▸ **Given problem**
Return all of the records below word for word, changing, adding, or leaving out nothing.

▸ **Material provided**
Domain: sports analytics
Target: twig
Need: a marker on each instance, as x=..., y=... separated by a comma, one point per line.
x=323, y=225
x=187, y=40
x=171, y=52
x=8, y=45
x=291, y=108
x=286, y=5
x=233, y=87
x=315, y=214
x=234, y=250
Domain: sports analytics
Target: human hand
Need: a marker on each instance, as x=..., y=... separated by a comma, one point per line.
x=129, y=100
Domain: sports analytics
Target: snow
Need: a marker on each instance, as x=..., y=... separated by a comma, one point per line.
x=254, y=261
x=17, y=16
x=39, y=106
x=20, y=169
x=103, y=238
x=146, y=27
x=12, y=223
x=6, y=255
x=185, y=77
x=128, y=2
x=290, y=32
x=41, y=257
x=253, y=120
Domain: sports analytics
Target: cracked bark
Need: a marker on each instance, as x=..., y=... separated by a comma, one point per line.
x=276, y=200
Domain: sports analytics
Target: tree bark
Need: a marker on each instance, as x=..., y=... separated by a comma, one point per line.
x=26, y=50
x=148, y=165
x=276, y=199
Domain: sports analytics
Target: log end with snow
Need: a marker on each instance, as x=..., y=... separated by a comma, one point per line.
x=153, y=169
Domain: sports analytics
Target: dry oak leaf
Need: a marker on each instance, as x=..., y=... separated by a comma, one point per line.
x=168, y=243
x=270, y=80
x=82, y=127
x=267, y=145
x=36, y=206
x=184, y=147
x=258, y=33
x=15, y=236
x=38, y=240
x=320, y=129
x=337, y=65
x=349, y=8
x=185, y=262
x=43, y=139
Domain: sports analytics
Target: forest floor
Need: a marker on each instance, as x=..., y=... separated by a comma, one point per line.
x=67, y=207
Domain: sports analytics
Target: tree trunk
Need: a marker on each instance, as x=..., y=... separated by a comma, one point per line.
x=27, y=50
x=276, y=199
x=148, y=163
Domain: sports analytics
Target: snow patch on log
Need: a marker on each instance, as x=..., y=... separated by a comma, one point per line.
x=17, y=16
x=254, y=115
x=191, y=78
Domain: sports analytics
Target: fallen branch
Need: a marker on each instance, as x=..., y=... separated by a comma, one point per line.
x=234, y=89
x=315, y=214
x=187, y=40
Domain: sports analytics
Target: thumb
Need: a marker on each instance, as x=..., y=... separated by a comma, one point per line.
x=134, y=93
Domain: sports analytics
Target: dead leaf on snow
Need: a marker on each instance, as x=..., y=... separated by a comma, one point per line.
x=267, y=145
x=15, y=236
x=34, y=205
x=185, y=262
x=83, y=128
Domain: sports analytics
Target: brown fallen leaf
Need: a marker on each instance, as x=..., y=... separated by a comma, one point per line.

▸ **Solution to this problem**
Domain: sports analytics
Target: twig
Need: a marker on each instance, as x=..., y=... separated by a comma, one point per line.
x=323, y=225
x=187, y=40
x=171, y=52
x=8, y=45
x=291, y=108
x=286, y=5
x=233, y=87
x=315, y=214
x=234, y=250
Domain: sports analytics
Target: human hand
Need: a marker on each instance, as x=..., y=... separated by a comma, one point per line.
x=129, y=100
Domain: sports analytics
Target: snow
Need: a marker on each instance, as x=..., y=... separated by a comma, one point per line.
x=254, y=261
x=17, y=16
x=39, y=106
x=20, y=169
x=103, y=238
x=146, y=27
x=12, y=223
x=6, y=255
x=185, y=77
x=128, y=2
x=290, y=32
x=41, y=257
x=253, y=120
Domain: sports analytics
Target: cracked bark
Need: a marker on each instance, as x=..., y=... separated by a comma, one point per line.
x=276, y=200
Domain: sports analytics
Target: tree bark
Need: a marker on each instance, as x=..., y=... separated by a comma, one point per line.
x=26, y=50
x=148, y=165
x=276, y=199
Domain: sports analytics
Target: log end with snow
Need: a marker on each instance, as x=..., y=... separated by a comma, one point per line.
x=153, y=169
Domain: sports analytics
Target: dry oak leaf
Need: a marker on each instance, as x=..., y=... separated by a comma, one point per line.
x=168, y=243
x=270, y=80
x=82, y=127
x=267, y=145
x=36, y=206
x=184, y=147
x=258, y=33
x=15, y=236
x=38, y=240
x=320, y=129
x=337, y=65
x=349, y=8
x=185, y=262
x=43, y=139
Domain: sports analytics
Target: forest floor
Need: a marker on each instance, as x=..., y=... separated by a comma, one point per line.
x=67, y=207
Domain: sports analytics
Target: tree trunk
Need: a marker on each instance, as x=..., y=... separated by a comma, one point per line.
x=27, y=50
x=276, y=199
x=148, y=163
Domain: sports analytics
Target: snow patch on log
Need: a marker on each instance, as x=..., y=... separated by a comma, one point per line.
x=17, y=16
x=254, y=115
x=191, y=78
Domain: sports analytics
Target: fallen branch
Need: a marker on each instance, as x=..., y=... separated by a comma, one point per line.
x=234, y=89
x=315, y=214
x=187, y=40
Domain: sports analytics
Target: thumb
Need: a marker on each instance, as x=..., y=... separated by a comma, one point per line.
x=134, y=93
Domain: sports analytics
Target: dead leaf on snow
Need: a marker on each instance, as x=..., y=... separated by a comma, one point per line.
x=267, y=145
x=15, y=236
x=34, y=205
x=185, y=262
x=83, y=128
Domain: sports analytics
Target: brown fallen leaf
Need: a marker on each instance, as x=..., y=... separated by a comma, one point per line.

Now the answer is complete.